WORK INSTRUCTION 1: List the problems that, according to the deep tissue massage text, this kind of massage is often used for.
WORK INSTRUCTION 2: Why does the deep tissue massage text say you should expect some discomfort and pain during this massage?
WORK INSTRUCTION 3: Carry on the text about deep tissue massage from its last sentence.

##### SELECTED EXTRACT #####

A deep tissue massage (also known as a sports massage) provides for a wealth of benefits for the average sportsman or woman. However, if you’ve arrived here, you may be fearing the worst and presuming that deep tissue massages are very painful (there are certainly enough misleading articles online).
How do deep tissue massages work?
Deep tissue massages hone in on the deeper layers of muscles; this form of massage is often used for considerable aches, pains and stiffness. Areas commonly worked during a deep tissue massage include the lower back, leg muscles, neck and upper neck and shoulders.
During a deep tissue massage, the fibres in the muscle are broken down, after which they re-heal to become stronger, in the process pain can be relieved and normal movement may be restored.
Deep tissue massages – pain, discomfort or pleasure?
Given that deep layers of muscle are worked on during this massage, you should expect discomfort and some level of pain. How uncomfortable a deep tissue massage may be will depend upon your pain threshold. Generally, most clients report this feeling to be like an intense pressure.

##### GIVEN DATA #####

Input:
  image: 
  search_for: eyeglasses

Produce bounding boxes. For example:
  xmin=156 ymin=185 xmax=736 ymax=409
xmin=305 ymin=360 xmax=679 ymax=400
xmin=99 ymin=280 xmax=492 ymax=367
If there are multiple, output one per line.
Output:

#####
##### GIVEN DATA #####

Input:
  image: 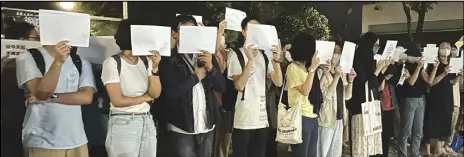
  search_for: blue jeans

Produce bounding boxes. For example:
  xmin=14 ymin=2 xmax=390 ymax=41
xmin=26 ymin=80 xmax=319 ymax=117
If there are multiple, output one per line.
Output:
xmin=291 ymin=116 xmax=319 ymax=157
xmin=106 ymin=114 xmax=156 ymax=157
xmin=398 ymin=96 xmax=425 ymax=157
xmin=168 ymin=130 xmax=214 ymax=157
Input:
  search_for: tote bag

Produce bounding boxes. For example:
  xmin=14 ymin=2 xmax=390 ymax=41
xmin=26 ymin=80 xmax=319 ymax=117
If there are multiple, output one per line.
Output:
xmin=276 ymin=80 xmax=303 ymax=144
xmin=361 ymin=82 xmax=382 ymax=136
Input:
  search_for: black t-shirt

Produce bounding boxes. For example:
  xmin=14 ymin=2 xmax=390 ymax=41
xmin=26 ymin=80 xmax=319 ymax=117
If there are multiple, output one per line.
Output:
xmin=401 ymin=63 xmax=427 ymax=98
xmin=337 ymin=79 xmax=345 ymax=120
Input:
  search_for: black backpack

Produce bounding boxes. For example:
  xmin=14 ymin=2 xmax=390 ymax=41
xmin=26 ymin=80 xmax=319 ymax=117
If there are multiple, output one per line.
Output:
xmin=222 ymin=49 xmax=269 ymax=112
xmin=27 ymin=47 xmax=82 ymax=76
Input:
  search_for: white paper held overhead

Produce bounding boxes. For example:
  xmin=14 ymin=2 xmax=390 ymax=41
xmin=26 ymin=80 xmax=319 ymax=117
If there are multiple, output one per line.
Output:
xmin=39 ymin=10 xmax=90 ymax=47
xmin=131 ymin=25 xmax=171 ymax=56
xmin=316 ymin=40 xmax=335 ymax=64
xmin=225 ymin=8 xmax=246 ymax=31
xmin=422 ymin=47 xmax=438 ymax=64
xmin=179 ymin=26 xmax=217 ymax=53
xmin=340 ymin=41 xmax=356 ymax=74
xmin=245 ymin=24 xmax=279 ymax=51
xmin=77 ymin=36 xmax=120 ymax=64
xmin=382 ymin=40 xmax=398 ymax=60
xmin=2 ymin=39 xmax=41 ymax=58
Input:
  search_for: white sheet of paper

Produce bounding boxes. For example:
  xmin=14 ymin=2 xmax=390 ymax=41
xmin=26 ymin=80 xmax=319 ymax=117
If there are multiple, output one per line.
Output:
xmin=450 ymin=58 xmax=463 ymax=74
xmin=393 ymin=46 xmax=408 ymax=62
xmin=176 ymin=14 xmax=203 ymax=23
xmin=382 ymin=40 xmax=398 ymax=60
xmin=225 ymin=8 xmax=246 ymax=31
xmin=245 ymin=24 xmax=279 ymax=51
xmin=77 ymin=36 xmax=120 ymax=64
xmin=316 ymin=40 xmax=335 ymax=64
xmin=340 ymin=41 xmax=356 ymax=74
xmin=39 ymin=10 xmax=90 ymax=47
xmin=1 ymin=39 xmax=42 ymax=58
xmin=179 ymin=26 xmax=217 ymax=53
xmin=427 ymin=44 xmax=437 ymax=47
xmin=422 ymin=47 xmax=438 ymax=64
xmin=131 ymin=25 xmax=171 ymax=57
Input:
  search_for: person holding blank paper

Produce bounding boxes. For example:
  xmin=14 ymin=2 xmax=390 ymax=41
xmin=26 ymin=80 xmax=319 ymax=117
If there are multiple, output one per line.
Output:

#####

RESPONSE AREA 1: Considerable aches, pains, and stiffness.

RESPONSE AREA 2: You should expect discomfort and some pain because this massage works on the deep layers of muscle. How uncomfortable it feels depends on your own pain threshold.

RESPONSE AREA 3:
You’re likely now wondering just why anyone, in their right mind, would choose a sports massage (and the discomfort that comes with it) over and above a blissful Swedish massage?! This is a question that sports massage newbies often ask – and the answer, lies in the many benefits it provides.
The benefits of a deep tissue massage
Deep tissue massages can treat a staggering array of ailments, including: Lower back pain, limited mobility, recovery from injuries (eg whiplash, falls, sports injury), sciatica, piriformis syndrome, osteoarthritis pain, fibromyalgia, repetitive strain injury, tennis elbow, postural problems and muscle tension.
As a final thought, you should remember that you’re advised to tell your massage therapist should your deep tissue massage be too painful. Any professional will adapt to your feedback and change their massage accordingly.
Are deep tissue massages suitable for anyone?
Deep tissue massages aren’t suitable for everyone – this includes:
• Sufferers of thrombophlebitis or deep vein thrombosis
• Those who’ve had recent surgery, chemotherapy, radiation, or any other medical procedure
• Those who currently have bruises, rashes, sores, wounds, tumours or recent fractures
• Pregnant women should speak with their doctor beforehand
Will there be pain after a deep tissue massage?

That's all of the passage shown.